(Prompt A): Translate this sentence from the MATLAB conversion text into Spanish: "The age range classification helped us to be sure that gender could be accurately predicted across all age ranges."
(Prompt B): Rewrite the part of the MATLAB conversion text starting at "But adding the" and ending at "the classifications used.", putting "utility functions" in place of "helper functions".

Unfortunately, the MATLAB binary database format isn’t easily used by Python for data analytics and we wanted to get the data into a Pandas DataFrame for easier manipulation. For this conversion, we turned to a Python library used for scientific, mathematics and engineering called SciPy. We used SciPy’s scipy.io.loadmat function to read the file and convert the data into a format Python can understand.

MATLAB database rows: 460723

But adding the metadata records directly from the MATLAB database file to a Pandas DataFrame wasn’t a direct import and we needed to convert some of the data first.

The first conversion needed was to calculate the person’s age — this information isn’t available in the MATLAB database file. We used the dob (a MATLAB serial date number) and photo_taken (the year the photo was taken) fields to calculate an approximate age, +/- seven months. The function below was used to calculate the person’s age:

We defined some helper functions to classify an age into an age range, and for converting gender and age range identifiers to a description. The age range classification helped us to be sure that gender could be accurately predicted across all age ranges. The tables below show the classifications used.

Integer Values for the Gender Label
+===============+================+
| Integer Value | Gender Meaning |
+===============+================+
| 0             | Female         |
+---------------+----------------+
| 1             | Male           |
+---------------+----------------+Integer Values for the Age Range Label
+===============+===================+
| Integer Value | Age Range Meaning |
+===============+===================+
| 0             | < 18              |
+---------------+-------------------+
| 1             | 18 - 24           |
+---------------+-------------------+
| 2             | 25 - 34           |
+---------------+-------------------+
| 3             | 35 - 44           |
+---------------+-------------------+
| 4             | 45 - 54           |
+---------------+-------------------+
| 5             | 55 - 64           |
+---------------+-------------------+
| 6             | 65 - 74           |
+---------------+-------------------+
| 7             | 75 +              |
+---------------+-------------------+

Next, we needed to look at the face_score and second_face_score field values. We needed images containing only one face, and the face detection score should have a decent value. Since the values for the face_score field were vague — the higher the better — we started with a minimum value of 2.0 and used Numpy functions to skip over records with a face_score value of Inf. We also needed to skip records that had a second_face_score value, or where the image was missing. While we’re iterating through this data set, we also assigned an age range to our data, and names and labels to both the age range and gender so we can more easily explore.

(Entries supplied):
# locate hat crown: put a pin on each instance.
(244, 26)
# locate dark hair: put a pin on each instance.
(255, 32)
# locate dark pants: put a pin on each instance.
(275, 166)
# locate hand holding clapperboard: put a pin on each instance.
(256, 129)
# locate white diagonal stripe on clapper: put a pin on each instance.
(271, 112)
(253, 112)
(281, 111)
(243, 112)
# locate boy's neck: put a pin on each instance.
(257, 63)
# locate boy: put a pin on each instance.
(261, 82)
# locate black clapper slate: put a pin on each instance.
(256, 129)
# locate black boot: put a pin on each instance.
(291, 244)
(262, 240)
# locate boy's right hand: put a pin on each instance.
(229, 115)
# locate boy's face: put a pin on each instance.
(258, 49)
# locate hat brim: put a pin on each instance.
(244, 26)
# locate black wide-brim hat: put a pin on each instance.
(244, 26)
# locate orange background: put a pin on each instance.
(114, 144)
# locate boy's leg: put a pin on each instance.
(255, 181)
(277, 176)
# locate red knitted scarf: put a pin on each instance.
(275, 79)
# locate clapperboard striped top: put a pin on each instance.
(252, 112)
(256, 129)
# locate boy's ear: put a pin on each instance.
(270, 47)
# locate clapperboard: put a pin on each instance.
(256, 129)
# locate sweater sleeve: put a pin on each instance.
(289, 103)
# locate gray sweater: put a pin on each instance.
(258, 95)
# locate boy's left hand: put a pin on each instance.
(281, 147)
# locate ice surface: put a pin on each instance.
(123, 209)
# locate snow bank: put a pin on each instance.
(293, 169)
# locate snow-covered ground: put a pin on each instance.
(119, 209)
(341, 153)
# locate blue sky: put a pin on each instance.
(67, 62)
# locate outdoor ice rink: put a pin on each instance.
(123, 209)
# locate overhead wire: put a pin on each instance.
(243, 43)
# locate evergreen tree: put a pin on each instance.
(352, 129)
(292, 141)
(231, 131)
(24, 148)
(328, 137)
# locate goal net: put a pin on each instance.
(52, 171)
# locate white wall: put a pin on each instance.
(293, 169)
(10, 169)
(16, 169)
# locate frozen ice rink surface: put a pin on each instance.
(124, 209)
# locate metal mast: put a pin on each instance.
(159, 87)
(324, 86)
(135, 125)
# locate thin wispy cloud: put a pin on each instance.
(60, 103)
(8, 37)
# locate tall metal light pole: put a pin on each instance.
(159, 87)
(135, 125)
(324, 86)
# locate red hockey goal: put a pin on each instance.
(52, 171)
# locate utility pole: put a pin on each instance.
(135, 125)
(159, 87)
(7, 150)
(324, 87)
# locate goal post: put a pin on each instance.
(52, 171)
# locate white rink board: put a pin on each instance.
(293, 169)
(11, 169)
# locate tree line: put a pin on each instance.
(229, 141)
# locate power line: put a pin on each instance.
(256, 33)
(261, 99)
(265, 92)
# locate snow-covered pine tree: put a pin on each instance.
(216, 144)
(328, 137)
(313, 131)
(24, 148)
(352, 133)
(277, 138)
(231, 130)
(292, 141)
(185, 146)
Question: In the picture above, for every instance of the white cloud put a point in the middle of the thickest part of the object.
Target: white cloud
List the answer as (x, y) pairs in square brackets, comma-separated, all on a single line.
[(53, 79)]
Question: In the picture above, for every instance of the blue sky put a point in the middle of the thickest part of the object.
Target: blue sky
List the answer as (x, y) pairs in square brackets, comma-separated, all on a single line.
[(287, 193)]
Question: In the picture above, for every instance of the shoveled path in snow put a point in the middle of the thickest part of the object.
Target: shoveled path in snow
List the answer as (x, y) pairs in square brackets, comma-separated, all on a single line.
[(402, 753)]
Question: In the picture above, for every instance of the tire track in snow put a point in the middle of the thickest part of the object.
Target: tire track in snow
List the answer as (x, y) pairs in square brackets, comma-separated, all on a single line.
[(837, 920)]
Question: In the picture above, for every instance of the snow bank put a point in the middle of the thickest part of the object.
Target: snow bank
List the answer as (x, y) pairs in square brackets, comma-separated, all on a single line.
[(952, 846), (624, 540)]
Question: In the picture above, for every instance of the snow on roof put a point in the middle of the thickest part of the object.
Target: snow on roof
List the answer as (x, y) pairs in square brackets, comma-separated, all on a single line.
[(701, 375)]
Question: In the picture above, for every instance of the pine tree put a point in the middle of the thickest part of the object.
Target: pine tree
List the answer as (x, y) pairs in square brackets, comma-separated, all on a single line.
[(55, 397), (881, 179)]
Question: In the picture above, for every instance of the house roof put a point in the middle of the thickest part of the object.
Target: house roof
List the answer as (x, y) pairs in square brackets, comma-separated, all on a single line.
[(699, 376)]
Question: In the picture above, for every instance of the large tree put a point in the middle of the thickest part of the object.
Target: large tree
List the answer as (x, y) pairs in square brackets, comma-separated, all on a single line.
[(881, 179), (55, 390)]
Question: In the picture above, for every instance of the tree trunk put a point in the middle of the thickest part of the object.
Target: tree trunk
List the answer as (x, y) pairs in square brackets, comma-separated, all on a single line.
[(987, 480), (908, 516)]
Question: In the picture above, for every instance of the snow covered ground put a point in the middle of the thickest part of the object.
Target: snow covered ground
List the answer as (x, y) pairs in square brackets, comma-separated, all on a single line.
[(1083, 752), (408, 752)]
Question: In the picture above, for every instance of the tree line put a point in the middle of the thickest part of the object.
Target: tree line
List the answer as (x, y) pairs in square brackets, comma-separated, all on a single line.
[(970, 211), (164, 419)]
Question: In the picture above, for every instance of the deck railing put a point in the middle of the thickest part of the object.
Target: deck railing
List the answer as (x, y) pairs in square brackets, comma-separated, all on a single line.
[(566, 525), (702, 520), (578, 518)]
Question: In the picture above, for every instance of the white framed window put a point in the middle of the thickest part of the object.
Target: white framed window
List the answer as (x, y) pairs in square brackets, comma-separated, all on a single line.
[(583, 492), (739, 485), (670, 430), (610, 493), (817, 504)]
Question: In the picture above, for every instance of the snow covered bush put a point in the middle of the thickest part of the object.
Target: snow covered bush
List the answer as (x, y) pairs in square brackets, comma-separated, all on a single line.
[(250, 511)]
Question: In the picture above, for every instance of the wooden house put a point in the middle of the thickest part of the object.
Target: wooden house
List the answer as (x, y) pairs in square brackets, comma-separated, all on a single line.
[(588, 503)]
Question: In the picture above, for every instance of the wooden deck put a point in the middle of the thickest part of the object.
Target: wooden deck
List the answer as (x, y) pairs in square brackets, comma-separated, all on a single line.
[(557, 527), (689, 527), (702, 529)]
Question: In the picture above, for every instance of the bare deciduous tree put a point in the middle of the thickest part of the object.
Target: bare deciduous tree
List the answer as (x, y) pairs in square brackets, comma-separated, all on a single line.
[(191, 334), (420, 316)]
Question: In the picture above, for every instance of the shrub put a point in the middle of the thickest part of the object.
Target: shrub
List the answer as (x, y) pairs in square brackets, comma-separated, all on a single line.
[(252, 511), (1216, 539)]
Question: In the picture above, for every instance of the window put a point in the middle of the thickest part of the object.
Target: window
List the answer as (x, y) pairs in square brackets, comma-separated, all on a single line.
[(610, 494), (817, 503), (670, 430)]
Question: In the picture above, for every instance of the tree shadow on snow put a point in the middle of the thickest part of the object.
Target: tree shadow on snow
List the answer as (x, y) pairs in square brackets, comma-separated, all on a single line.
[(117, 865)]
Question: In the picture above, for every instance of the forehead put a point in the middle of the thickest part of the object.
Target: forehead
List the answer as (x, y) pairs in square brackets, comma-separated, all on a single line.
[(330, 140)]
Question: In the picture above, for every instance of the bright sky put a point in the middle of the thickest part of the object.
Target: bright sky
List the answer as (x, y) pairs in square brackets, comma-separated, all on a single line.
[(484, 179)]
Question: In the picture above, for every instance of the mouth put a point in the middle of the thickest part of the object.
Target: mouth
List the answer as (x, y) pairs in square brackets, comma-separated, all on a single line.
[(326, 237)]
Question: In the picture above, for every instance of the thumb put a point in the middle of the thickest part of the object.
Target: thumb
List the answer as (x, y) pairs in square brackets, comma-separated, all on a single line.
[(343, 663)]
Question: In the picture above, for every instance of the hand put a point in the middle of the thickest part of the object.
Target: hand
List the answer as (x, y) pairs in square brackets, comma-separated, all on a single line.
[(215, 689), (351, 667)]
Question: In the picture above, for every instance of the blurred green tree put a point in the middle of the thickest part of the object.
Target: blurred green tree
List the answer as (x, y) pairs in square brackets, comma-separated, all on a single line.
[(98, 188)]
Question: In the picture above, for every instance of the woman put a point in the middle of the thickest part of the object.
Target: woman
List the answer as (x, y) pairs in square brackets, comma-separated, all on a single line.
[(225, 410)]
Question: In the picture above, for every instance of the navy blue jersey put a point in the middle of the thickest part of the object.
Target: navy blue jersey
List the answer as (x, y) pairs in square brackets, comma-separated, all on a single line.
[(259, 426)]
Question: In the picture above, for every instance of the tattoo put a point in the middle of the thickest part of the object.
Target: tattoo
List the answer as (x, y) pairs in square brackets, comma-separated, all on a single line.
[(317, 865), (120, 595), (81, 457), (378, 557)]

(Output A): La clasificación por rangos de edad nos ayudó a asegurarnos de que el género pudiera predecirse con precisión en todos los rangos de edad.

(Output B):
But adding the metadata records directly from the MATLAB database file to a Pandas DataFrame wasn’t a direct import and we needed to convert some of the data first.

The first conversion needed was to calculate the person’s age — this information isn’t available in the MATLAB database file. We used the dob (a MATLAB serial date number) and photo_taken (the year the photo was taken) fields to calculate an approximate age, +/- seven months. The function below was used to calculate the person’s age:

We defined some utility functions to classify an age into an age range, and for converting gender and age range identifiers to a description. The age range classification helped us to be sure that gender could be accurately predicted across all age ranges. The tables below show the classifications used.